Excerpts of bounding box data
------------------------------------------------------------------------

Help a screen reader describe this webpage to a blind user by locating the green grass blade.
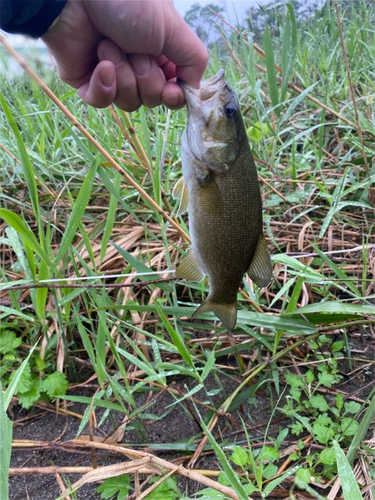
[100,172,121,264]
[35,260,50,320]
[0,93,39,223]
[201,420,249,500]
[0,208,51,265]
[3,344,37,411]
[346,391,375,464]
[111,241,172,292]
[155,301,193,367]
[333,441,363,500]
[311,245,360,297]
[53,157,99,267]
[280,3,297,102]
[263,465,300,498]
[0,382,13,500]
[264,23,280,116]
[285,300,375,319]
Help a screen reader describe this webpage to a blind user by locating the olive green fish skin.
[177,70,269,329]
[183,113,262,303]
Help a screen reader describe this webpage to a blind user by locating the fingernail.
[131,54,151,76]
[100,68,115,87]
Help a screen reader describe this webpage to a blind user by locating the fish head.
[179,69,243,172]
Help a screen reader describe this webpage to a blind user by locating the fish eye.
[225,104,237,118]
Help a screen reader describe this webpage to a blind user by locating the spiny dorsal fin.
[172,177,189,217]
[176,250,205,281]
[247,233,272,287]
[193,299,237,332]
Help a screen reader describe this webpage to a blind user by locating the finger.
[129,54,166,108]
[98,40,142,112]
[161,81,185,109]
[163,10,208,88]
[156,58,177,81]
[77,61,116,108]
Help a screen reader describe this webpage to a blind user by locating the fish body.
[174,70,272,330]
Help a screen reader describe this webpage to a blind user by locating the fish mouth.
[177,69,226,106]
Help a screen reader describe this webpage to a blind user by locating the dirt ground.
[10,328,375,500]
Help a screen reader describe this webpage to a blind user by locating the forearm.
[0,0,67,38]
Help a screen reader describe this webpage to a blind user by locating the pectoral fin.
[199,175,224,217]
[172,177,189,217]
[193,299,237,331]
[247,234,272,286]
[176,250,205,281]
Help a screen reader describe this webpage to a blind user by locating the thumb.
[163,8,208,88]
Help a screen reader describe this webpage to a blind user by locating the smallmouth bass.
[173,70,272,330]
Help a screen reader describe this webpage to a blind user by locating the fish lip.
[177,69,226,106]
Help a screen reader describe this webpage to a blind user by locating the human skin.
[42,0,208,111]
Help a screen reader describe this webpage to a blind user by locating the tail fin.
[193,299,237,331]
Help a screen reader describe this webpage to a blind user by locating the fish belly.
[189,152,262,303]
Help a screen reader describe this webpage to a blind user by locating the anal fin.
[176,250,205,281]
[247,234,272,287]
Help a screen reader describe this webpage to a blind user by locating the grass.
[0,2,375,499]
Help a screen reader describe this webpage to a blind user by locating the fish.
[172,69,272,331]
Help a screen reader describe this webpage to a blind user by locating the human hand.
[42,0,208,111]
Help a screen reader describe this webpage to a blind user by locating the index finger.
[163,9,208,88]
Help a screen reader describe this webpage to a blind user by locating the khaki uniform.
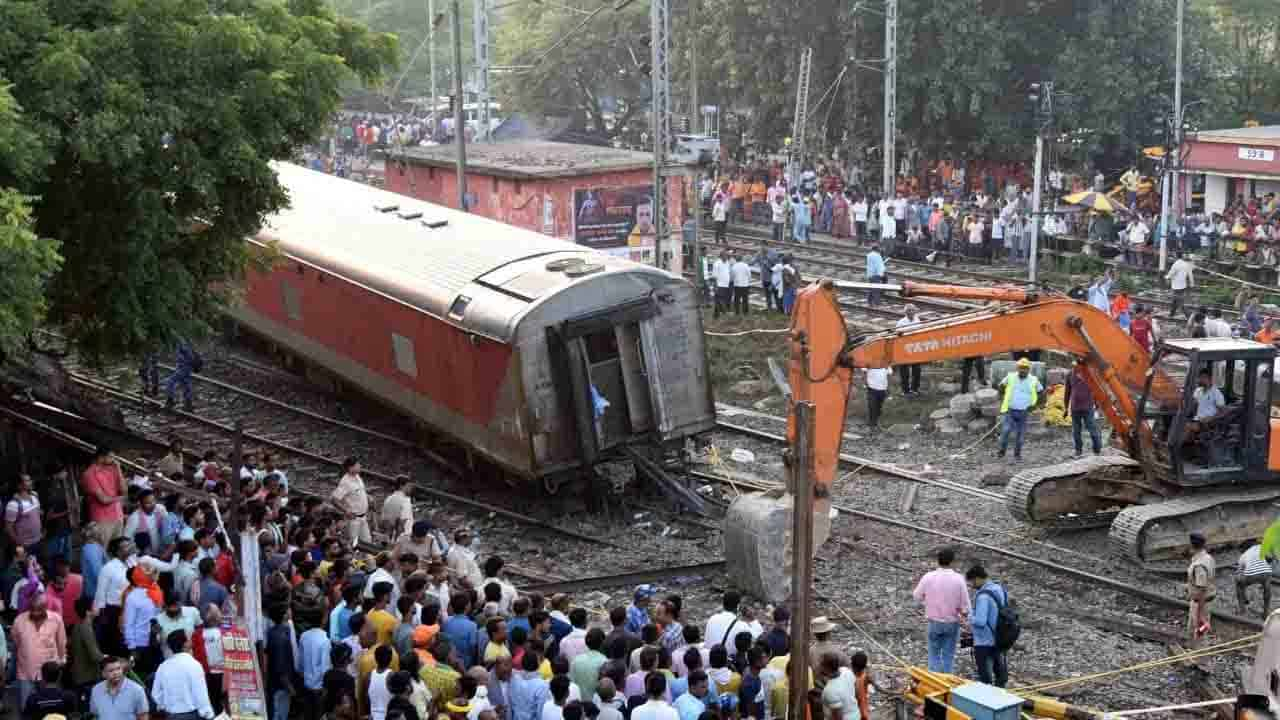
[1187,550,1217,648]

------------------------------------------------------------------------

## Task prompt
Reproduce every line of the entries above word for word, leaving out the pictures.

## Written answer
Help a screen reader describe this webpage to a blind user by locating the green grass blade.
[100,172,121,264]
[35,260,50,320]
[0,93,39,223]
[201,420,249,500]
[0,208,51,265]
[3,344,37,411]
[346,391,375,464]
[111,241,172,292]
[155,301,193,367]
[333,441,363,500]
[311,245,360,297]
[53,157,99,267]
[280,3,297,102]
[263,465,300,498]
[0,382,13,500]
[264,23,280,116]
[285,300,375,319]
Help a screen reader describe this webpage to a blind user by locating the olive green fish skin.
[177,70,269,329]
[183,113,262,303]
Help a screen reader describe this webpage to a blind user by locating the fingernail.
[131,54,151,76]
[100,68,115,87]
Help a screen reader describe this webpage to a blind user by locating the fish head.
[179,69,243,172]
Help a screen reader describe this webpage to a blind user by locating the fish eye.
[225,104,237,118]
Help a screen reader describe this webpage to a blind user by locating the spiny dorsal fin.
[172,177,189,217]
[176,250,205,281]
[247,233,272,287]
[193,299,237,332]
Help a screen reader describe this webpage to a blind user by locating the finger.
[129,54,166,108]
[98,40,142,112]
[161,81,185,109]
[163,10,208,88]
[156,58,177,81]
[77,61,116,108]
Help a screen reader describe this webpage to a blind user by locating the fish body.
[174,70,272,330]
Help a screen reader describe this webpage to a blind user by locating the fish mouth.
[177,69,226,106]
Help a screen reader describe this webpage to a blind user by locating the dirt ground.
[10,328,375,500]
Help a screen reader describe this webpage to a blind user by locating the forearm.
[0,0,67,38]
Help a screen reader describe this webpage to a blind user by locating the pectoral fin.
[199,175,224,217]
[172,177,189,217]
[193,299,237,331]
[247,234,272,286]
[176,250,205,281]
Help a screen reader describe this webpage to a blind user by locating the thumb.
[163,8,208,88]
Help a screen reader describe this webpage to a blind user by locating the smallmouth bass.
[173,70,272,330]
Help a screen reader describe this webpage to a blind user by locating the fish lip.
[177,69,226,106]
Help a screen reader describe this webpage to a blind user by locating the human skin.
[42,0,208,111]
Help a screen reader describe this webpage to a blind user by locating the tail fin.
[193,299,237,331]
Help a screen reader describe this webpage to a blind user by locating the fish belly.
[189,152,262,303]
Help a screen reader describe this webpage to a blind user by locating the anal fin.
[176,250,205,281]
[247,234,272,287]
Help a screen reader describe this webpage to a blind user by locating the grass.
[0,2,375,499]
Help a screen reader describe this webpage to a blind user by locating the fish.
[172,69,272,331]
Help a screen reader describe this webpage to a blind user by locating the human hand.
[42,0,208,111]
Help a screen reader describe this webpage to a blind user by locating the index finger.
[163,9,208,88]
Help a screen reader describe this webpage to a blind user by locating the khaki uniform.
[1187,550,1217,648]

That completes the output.